REQUIRED WORK |
Copy the records from the line containing "Would you mind annotating the black" through the end of the records, both ends included, with "with a dot" replaced by "with a point" and everything else unchanged. Give only those lines.

+---+

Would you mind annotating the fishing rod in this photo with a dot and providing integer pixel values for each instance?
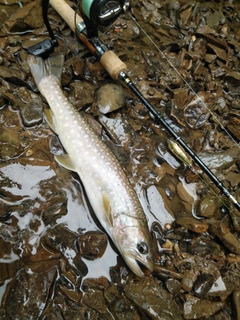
(102, 13)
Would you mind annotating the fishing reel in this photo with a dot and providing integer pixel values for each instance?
(95, 14)
(100, 13)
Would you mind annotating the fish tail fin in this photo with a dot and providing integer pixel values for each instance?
(43, 68)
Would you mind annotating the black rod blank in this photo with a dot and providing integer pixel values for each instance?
(158, 117)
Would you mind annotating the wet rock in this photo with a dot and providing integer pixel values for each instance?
(202, 285)
(203, 246)
(119, 129)
(192, 224)
(81, 94)
(154, 301)
(207, 206)
(92, 244)
(234, 127)
(32, 114)
(26, 18)
(28, 293)
(31, 111)
(236, 302)
(157, 206)
(12, 74)
(196, 113)
(195, 308)
(64, 241)
(110, 97)
(219, 160)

+---+

FULL ANSWER |
Would you mind annotating the black rod blank in this photo with a point and providing integer pixel values for each instance?
(158, 117)
Would you mind annotating the wet rock in this photo with a point and providing integer pixel values for each instance?
(202, 285)
(203, 246)
(119, 129)
(192, 224)
(81, 94)
(154, 301)
(207, 206)
(92, 244)
(234, 127)
(32, 114)
(26, 18)
(28, 293)
(31, 111)
(236, 302)
(157, 206)
(12, 74)
(196, 113)
(195, 308)
(64, 241)
(110, 97)
(219, 160)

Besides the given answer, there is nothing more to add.